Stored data
▶

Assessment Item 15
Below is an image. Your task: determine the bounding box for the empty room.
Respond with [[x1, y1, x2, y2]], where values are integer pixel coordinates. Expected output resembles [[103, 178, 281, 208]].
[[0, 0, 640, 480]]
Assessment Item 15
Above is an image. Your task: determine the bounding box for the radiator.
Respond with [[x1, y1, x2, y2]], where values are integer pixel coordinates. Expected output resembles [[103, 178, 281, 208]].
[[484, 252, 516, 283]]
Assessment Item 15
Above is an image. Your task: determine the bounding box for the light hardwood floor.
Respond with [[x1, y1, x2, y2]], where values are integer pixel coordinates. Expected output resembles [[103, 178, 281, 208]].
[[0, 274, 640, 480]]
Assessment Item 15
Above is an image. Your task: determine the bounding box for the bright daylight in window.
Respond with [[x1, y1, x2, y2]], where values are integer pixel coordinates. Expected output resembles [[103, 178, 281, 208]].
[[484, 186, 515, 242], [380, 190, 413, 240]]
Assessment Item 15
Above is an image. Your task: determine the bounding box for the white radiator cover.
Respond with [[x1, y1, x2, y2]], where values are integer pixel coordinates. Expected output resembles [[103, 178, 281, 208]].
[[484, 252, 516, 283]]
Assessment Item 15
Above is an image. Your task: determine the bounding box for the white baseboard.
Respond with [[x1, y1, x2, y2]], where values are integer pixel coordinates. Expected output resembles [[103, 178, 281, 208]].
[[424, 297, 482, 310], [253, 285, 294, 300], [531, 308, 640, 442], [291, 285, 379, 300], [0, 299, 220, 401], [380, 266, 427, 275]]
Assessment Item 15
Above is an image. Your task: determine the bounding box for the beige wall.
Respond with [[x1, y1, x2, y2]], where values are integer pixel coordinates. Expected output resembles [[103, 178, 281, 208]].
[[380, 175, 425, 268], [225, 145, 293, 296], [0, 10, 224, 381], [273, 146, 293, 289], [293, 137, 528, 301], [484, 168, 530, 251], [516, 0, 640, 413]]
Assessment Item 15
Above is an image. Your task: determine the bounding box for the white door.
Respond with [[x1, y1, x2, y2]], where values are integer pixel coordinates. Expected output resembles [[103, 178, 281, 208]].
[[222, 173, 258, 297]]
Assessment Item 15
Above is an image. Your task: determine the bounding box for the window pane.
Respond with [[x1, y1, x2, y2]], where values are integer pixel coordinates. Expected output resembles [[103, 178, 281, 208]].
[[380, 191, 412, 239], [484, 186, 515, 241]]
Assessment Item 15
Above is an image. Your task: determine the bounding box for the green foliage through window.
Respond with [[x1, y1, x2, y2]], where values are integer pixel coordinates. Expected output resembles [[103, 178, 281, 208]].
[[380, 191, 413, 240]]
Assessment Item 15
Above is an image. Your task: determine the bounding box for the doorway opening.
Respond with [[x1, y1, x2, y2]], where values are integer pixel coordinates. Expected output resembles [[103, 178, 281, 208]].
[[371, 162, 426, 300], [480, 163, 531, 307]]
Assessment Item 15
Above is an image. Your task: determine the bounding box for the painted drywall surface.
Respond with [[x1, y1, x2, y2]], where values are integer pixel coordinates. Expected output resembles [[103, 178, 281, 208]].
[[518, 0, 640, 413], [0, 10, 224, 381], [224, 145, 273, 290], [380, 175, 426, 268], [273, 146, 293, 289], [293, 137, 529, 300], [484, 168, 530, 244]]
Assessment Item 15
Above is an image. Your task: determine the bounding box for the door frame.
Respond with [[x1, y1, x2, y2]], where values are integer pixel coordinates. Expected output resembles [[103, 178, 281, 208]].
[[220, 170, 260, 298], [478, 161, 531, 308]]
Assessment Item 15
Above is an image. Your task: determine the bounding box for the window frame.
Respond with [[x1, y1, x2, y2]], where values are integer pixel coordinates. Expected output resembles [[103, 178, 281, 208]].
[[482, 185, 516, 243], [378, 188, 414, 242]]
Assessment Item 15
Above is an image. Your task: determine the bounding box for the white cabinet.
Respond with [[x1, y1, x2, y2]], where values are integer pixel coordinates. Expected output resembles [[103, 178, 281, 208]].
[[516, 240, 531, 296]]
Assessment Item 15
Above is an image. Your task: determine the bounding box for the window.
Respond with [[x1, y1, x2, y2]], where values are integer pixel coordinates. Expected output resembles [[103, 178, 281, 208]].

◀

_JOB_. Copy the listing above word for word, from its first line to its last.

_RESULT_.
Assessment Item 15
Below is an image. Your task: determine the bounding box for the empty room.
Respond with [[x1, y1, x2, y2]], where values are integer pixel coordinates. Expected output resembles [[103, 178, 281, 208]].
[[0, 0, 640, 480]]
Assessment Item 15
Above is an image. Your task: determine the bounding box for the radiator.
Respond with [[x1, y1, x2, y2]], where values are integer pixel coordinates. Expected output resembles [[103, 178, 281, 208]].
[[484, 252, 516, 283]]
Assessment Item 15
Above is an image. Your task: determine the bounding box for the light hardwood floor.
Respond with [[x1, y1, x2, y2]], where values are integer pixel coordinates. Expected output resembles [[103, 178, 281, 208]].
[[0, 274, 640, 480]]
Assessment Item 15
Above is an image. Your task: determine the bounding box for the bright daylight in window.
Respond with [[x1, y1, x2, y2]], where values are integer pixel coordinates. Expected output resembles [[103, 178, 281, 208]].
[[484, 186, 515, 242], [380, 190, 413, 240]]
Assessment Item 15
Above is an image. Your task: determine the bounding box for the white radiator cover.
Respond with [[x1, y1, x2, y2]], where values are integer pixel coordinates. Expected output resembles [[103, 178, 281, 208]].
[[484, 252, 516, 283]]
Assessment Item 15
Above is an image. Your task: determine the bounding box for the white baseboard.
Respond with [[x1, y1, x2, y2]], where values are integer pixel coordinates. Expected output resembles [[103, 178, 281, 208]].
[[424, 297, 482, 310], [253, 285, 294, 300], [531, 308, 640, 442], [291, 285, 379, 300], [0, 299, 220, 401], [380, 266, 427, 275]]
Assessment Item 15
Above is an image. Your task: determine the bounding box for the beige wall.
Respond with [[x1, y1, x2, y2]], where values are integer pixel coordinates. Expected output resembles [[103, 178, 281, 208]].
[[380, 175, 425, 268], [225, 145, 293, 296], [0, 10, 224, 381], [273, 146, 293, 289], [293, 137, 528, 301], [484, 168, 530, 251], [516, 0, 640, 413]]
Assessment Item 15
Above is an image. Your task: determine the bounding box for the white door.
Respond with [[x1, y1, x2, y2]], where values are integer pixel coordinates. Expected output resembles [[103, 178, 281, 208]].
[[222, 173, 258, 297]]
Assessment Item 15
Above is an image. Your task: determine the bounding box for the window pane.
Respond with [[x1, y1, x2, y2]], where values are integer pixel coordinates. Expected output resembles [[103, 178, 281, 208]].
[[380, 191, 412, 239], [484, 186, 515, 241]]
Assessment Item 15
Above is an image. Your task: determine the bounding box for the green foliage through window.
Respond with [[x1, y1, x2, y2]], where values are integer pixel coordinates. Expected output resembles [[103, 178, 281, 208]].
[[380, 191, 413, 240]]
Assessment Item 15
Above is an image. Your task: determine the bounding box for the doorway opening.
Respond with [[x1, y1, x2, y2]], where values are integer pixel coordinates. Expected output resembles [[103, 178, 281, 208]].
[[371, 162, 426, 300], [480, 163, 531, 307]]
Assessment Item 15
Above is an image. Your task: determine the bounding box for the painted drywall surface.
Respond with [[x1, y1, x2, y2]], where values are integer pixel coordinates. Expected output resembles [[103, 178, 281, 208]].
[[518, 0, 640, 413], [0, 10, 224, 381], [224, 145, 273, 290], [380, 175, 426, 268], [273, 146, 293, 289], [293, 137, 529, 300], [484, 168, 530, 244]]
Assessment Item 15
Above is an image. Your task: determine the bounding box for the door frame.
Respond with [[x1, y1, x2, y2]], where values are integer pixel coordinates. Expected output resembles [[103, 178, 281, 208]].
[[220, 170, 260, 298], [478, 161, 531, 308]]
Assessment Item 15
Above is an image. Your task: determine the bounding box for the window frame.
Respond with [[x1, y1, x2, y2]], where values are integer pixel coordinates. Expected output resembles [[103, 178, 281, 208]].
[[482, 185, 516, 243], [378, 188, 414, 242]]
Assessment Item 15
Above is an image. Your task: determine the bounding box for the white cabinet.
Respond with [[x1, y1, x2, y2]], where values are integer pixel coordinates. Expected output resembles [[103, 178, 281, 208]].
[[516, 240, 531, 296]]
Assessment Item 15
Above is an image. Your task: determine the bounding box for the window.
Respond with [[x1, y1, x2, y2]], where values are integer pixel coordinates. Expected output resembles [[103, 178, 281, 208]].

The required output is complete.